- [LISTED ENTRIES]

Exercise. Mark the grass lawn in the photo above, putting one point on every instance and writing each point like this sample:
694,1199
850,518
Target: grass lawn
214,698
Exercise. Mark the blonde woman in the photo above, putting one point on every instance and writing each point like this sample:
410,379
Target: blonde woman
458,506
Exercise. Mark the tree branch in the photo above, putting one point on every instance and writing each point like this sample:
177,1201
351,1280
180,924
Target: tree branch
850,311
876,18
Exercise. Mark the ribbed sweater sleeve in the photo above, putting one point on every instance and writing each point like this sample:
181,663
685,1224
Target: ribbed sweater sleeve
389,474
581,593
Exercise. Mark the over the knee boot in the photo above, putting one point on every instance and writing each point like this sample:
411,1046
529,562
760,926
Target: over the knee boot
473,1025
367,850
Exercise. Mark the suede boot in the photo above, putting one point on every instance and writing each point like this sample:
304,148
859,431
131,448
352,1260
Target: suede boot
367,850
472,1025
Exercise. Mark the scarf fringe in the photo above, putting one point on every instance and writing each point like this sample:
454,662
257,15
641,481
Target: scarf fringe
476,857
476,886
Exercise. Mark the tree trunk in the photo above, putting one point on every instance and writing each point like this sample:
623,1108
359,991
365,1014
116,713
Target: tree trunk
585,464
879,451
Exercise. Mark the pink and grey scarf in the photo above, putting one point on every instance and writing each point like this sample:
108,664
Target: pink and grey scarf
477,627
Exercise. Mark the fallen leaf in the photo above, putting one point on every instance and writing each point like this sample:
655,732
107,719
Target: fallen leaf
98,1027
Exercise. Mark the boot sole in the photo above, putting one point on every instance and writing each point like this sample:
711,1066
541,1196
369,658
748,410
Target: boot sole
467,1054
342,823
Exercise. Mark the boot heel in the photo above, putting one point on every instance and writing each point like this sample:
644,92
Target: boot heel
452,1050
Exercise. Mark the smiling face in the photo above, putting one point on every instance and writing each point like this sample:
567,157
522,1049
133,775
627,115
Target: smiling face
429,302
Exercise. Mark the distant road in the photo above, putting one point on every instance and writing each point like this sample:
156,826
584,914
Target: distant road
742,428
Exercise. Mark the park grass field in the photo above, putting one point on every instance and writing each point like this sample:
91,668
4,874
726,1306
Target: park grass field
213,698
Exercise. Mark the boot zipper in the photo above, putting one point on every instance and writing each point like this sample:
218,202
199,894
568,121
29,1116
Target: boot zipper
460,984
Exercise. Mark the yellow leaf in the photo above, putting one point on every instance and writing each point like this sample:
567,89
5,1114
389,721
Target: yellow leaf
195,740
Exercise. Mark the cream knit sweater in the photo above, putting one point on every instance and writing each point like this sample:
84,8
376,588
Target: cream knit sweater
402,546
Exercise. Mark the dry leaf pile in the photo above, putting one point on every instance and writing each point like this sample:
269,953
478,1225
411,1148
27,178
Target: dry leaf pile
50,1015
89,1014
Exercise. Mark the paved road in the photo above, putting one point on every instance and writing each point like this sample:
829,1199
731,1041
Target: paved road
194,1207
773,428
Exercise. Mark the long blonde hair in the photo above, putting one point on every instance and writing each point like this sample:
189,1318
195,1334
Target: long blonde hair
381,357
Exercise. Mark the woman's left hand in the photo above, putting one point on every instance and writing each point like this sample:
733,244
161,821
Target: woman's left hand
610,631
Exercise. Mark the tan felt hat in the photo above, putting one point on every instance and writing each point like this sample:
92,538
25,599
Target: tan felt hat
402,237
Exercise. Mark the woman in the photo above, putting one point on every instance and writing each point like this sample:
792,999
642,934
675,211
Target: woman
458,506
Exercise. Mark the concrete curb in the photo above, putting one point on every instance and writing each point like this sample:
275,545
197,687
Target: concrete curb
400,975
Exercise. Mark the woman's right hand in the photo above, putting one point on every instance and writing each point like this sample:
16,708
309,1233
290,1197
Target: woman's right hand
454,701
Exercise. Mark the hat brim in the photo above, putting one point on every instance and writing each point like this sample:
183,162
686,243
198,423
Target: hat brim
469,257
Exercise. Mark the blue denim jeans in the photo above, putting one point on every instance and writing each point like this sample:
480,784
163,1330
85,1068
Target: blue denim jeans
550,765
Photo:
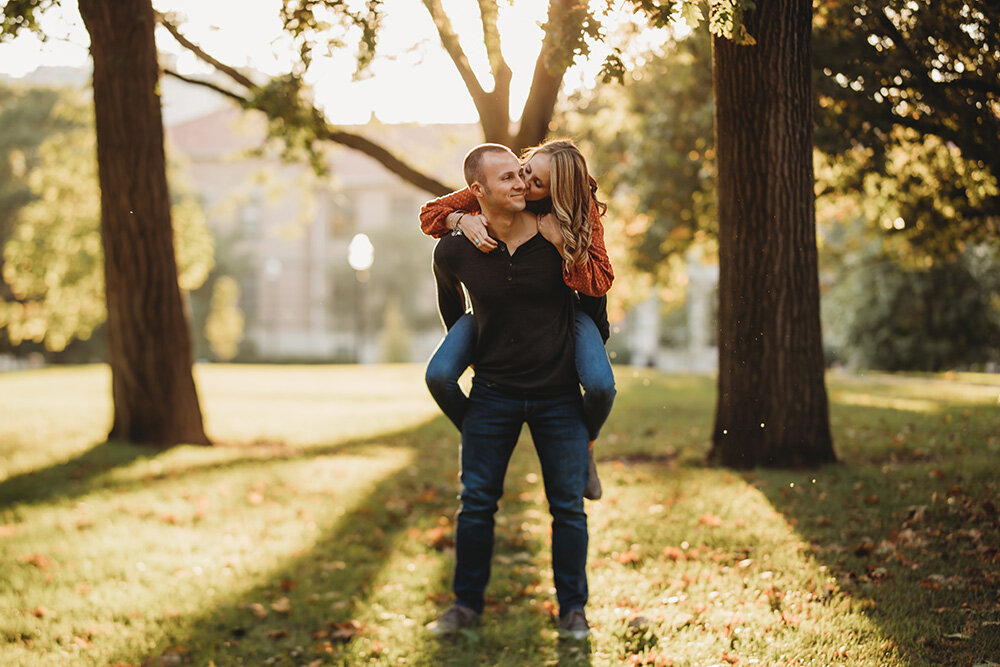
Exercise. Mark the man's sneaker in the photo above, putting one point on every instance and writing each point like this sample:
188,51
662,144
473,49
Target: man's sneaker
458,617
593,489
573,625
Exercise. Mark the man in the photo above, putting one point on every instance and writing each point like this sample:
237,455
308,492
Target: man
524,373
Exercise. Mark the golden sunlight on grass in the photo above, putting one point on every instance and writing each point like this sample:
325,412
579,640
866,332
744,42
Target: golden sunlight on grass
321,530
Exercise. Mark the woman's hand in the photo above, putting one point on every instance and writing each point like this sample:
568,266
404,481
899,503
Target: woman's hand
473,227
548,227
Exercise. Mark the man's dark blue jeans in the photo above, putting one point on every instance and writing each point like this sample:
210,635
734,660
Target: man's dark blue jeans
454,354
492,425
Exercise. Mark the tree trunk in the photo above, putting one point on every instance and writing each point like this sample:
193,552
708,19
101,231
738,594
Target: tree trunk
772,404
149,344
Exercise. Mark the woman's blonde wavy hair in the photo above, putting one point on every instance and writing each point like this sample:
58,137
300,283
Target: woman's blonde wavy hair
572,189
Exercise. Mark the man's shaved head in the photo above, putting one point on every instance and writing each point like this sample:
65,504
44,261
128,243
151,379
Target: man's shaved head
473,165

- [TO DO] Give back every record exactly, dropping its pictures.

- [RESPONSE BOX]
Exercise. Mark the grass lawn in the photo above, putting one point on every instance and writing each point like this sample:
694,1199
850,518
Target: grass lawn
214,698
Exercise. Mark the blonde woman in the photo above, putting one point on every instance and writing each point like this sample:
410,379
Target: blonde woman
458,506
Exercise. Mark the tree branch in the photo above, putting one point on every instance and writing each point like this sample:
177,1201
351,1280
180,924
Target: tree branch
850,311
876,18
Exercise. Mark the ribbed sweater sleeve in the photo above, putting one point on every instance and writing each point like this sample:
181,663
685,1224
Target: ribbed sweater sleeve
389,474
581,593
Exercise. Mark the over the knee boot in the photo above, putting one point on every instance and writing each point like this sample:
411,1046
529,562
760,926
Target: over the knee boot
473,1025
367,850
Exercise. Mark the suede boot in the photo above, putting one point on every instance and writing each point like this sample:
304,148
859,431
131,448
352,1260
Target: suede boot
367,850
472,1025
Exercise. Mark the scarf fringe in the photo above, putting one point on every instance and writing each point like this sample:
454,662
257,15
641,481
Target: scarf fringe
476,857
476,886
Exercise. Mark the tree trunk in the photo above, putting one point on every instance and writing each point like this sample:
623,1108
359,991
365,1014
116,713
Target: tree trunk
585,464
879,451
Exercise. Mark the pink and grey scarf in the photo above, putting one point on every instance and writing each point like this sample:
108,664
Target: pink and grey scarf
477,627
Exercise. Mark the fallen leaf in the photo above, putting one point on every instance and writing each point like this sample:
655,732
107,719
Target: fallen leaf
98,1027
Exercise. Mark the boot sole in the photo above, putting one point on every instance and writing each point like this sample:
711,1066
541,1196
369,658
748,410
Target: boot sole
467,1054
342,823
Exercise. Mark the boot heel in the photo above, putting one point on every instance and writing each point like this sample:
644,92
Target: boot heel
452,1050
Exercise. Mark the smiling face in the photo above, putting one point on every instance and writing each point like this sample:
567,157
522,1049
133,775
627,115
Target: smiling face
429,302
Exercise. Mark the distant road in the photo above, putting one point on every instance and writing each point like this sample:
156,826
584,914
Target: distant road
742,428
Exercise. Mark the park grass field in the photo above, putting one point on every instance and writing each point like this sample:
91,668
4,874
726,1306
Target: park grass field
213,698
Exercise. Mark the boot zipper in the photo above, putting one point on every instance and writing each point like this sample:
218,202
199,894
568,121
29,1116
Target: boot zipper
460,984
Exercise. Mark the yellow leaf in the photo above, putting one point on every instance and writing each point like this sample:
567,89
5,1114
389,721
Target: yellow leaf
195,740
Exercise. Mark the cream knit sweater in the photo above, putting one point on every instance and writing each point like this sample:
84,8
376,588
Target: cream knit sweater
402,546
Exercise. Mark the dry leaf pile in the photo above, putting one point on every instance and writing each point like this sample:
269,953
478,1225
411,1148
27,178
Target: dry leaf pile
50,1015
89,1014
Exercise. Mark the paved road in the photo above, putting one point on every instance and writing each point like this sample:
829,1199
731,1041
Target: paved road
194,1207
773,428
Exercise. Mark the long blonde hair in the photo above, putting one point on every instance and writing each point like this sample:
189,1318
195,1334
Target: long blonde hair
381,357
Exercise. Mark the woman's left hand in the photo above, putting one point on every instance and writing each point like this sample:
733,244
161,821
Target: woman's left hand
610,631
Exercise. Mark the tan felt hat in the photo above, putting one point on every instance and writing each point like this sample:
92,538
25,599
Target: tan felt hat
402,237
Exercise. Mark the woman in the photo above, putting one point on every instance and writing each point like this sample:
792,999
642,934
675,211
Target: woman
458,506
Exercise. Mark the concrete curb in the photo above, putting one point on every instance and writing each point like this sample:
275,545
197,687
Target: concrete curb
400,975
Exercise. Mark the woman's right hand in the photo above, putting one point on every instance and writing each point like this sample:
16,708
309,1233
290,1197
Target: woman's right hand
454,701
Exercise. Mark the hat brim in the photo above, putting one point on every instance and writing each point like this sample:
183,162
686,243
198,423
Target: hat brim
469,257
Exercise. Mark the blue denim jeans in the photo above, putting one point on every instance and writing each point like this sample:
480,784
163,1330
85,1068
Target: blue denim jeans
550,765
Photo:
Exercise. Mark the man's sneaker in the photo above, putting one point on every instance and writing each point like this sample:
188,51
662,144
473,49
Target: man's sneaker
458,617
593,489
573,625
Exercise. Mark the man in the photo above, putting one point on every instance and writing each point like this sample:
237,455
308,492
Target: man
524,373
Exercise. Mark the golden sunlight on grass in the photo above, putting one point on every instance and writing each point like this sample:
325,412
579,640
866,332
744,42
Target: golden sunlight on grass
321,530
Exercise. Mark the woman's hand in the photo above, putting one point on every instance and writing each point like this sample:
568,266
404,481
899,503
Target: woman's hand
473,227
548,227
Exercise. Mark the man's dark blue jeans in the photo above, putting one point on every instance and writing each point like this sample:
210,635
734,660
Target: man's dark blue jeans
454,354
492,425
Exercise. Mark the tree trunk in the photo above, putting one point on every instance and writing each point like this sample:
193,552
708,19
101,231
738,594
Target: tree trunk
772,404
149,344
Exercise. Mark the woman's blonde wavy hair in the photo above, putting one point on every instance and writing each point like this sample:
58,137
300,283
Target: woman's blonde wavy hair
572,189
Exercise. Mark the man's shaved head in the photo above, putting one point on every instance and writing each point like this sample:
65,504
44,261
128,243
151,379
Target: man's shaved head
473,165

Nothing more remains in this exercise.